Copy word for word the part of the records that opens with the line containing "target: downspout" and closes at the end of the records, including both of those ends.

▶ [Boundary labeling records]
——
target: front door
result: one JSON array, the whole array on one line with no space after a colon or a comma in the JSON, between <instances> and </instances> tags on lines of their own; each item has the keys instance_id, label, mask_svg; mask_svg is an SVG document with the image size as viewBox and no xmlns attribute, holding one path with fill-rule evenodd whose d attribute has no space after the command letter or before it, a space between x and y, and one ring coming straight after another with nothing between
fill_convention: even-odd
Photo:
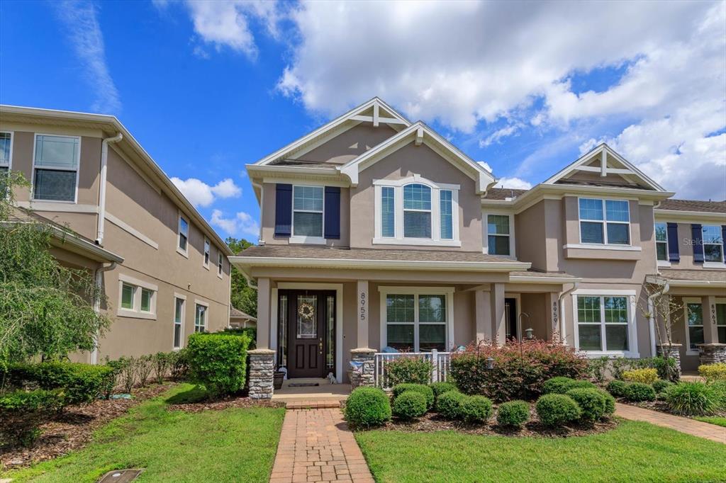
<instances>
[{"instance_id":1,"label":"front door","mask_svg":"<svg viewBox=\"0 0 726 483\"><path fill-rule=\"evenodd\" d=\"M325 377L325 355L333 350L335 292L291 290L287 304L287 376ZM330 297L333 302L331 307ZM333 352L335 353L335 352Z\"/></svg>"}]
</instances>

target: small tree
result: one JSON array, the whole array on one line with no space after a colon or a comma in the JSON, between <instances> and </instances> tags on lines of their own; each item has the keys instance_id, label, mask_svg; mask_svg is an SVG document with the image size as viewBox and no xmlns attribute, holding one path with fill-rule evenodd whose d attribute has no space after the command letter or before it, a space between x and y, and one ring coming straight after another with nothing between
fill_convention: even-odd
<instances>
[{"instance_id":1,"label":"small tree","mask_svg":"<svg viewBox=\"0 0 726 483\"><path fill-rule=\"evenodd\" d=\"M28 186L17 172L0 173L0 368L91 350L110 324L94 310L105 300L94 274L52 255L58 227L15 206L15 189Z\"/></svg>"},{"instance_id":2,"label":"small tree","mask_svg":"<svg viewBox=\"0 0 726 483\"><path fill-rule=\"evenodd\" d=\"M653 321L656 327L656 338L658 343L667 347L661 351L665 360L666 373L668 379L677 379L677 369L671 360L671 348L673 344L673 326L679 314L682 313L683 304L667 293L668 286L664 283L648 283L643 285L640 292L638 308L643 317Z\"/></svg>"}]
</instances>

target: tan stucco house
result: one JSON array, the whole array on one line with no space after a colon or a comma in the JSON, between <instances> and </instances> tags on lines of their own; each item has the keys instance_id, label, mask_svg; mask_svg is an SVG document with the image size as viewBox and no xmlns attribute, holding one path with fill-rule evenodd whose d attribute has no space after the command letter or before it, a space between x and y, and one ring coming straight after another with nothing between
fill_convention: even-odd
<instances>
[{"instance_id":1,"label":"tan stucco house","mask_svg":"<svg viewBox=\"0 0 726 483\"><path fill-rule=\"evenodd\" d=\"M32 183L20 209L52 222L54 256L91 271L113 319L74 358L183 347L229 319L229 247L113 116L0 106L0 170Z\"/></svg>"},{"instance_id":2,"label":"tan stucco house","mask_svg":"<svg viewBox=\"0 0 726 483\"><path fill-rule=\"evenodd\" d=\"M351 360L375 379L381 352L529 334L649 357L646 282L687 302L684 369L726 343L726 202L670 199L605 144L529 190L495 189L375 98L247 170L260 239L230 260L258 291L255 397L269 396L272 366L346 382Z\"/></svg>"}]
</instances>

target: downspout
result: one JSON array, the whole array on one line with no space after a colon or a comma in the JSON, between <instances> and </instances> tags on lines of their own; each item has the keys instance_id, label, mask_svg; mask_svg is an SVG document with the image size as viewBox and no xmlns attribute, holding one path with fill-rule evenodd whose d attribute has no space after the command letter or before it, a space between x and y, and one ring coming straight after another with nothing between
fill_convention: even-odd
——
▶ [Result of the task]
target: downspout
result: one JSON array, the whole array on one line with no space after a colon or a comma in the JSON, between <instances> and </instances> tags on lines of their own; each item has the keys instance_id, label, mask_svg; mask_svg is an SVG document with the image size as viewBox and no xmlns attribute, holding one path with fill-rule evenodd whose d attribute has no space after the command letter or before it, a space between x and y, and one ring coming straight after another with nothing between
fill_convention: even-odd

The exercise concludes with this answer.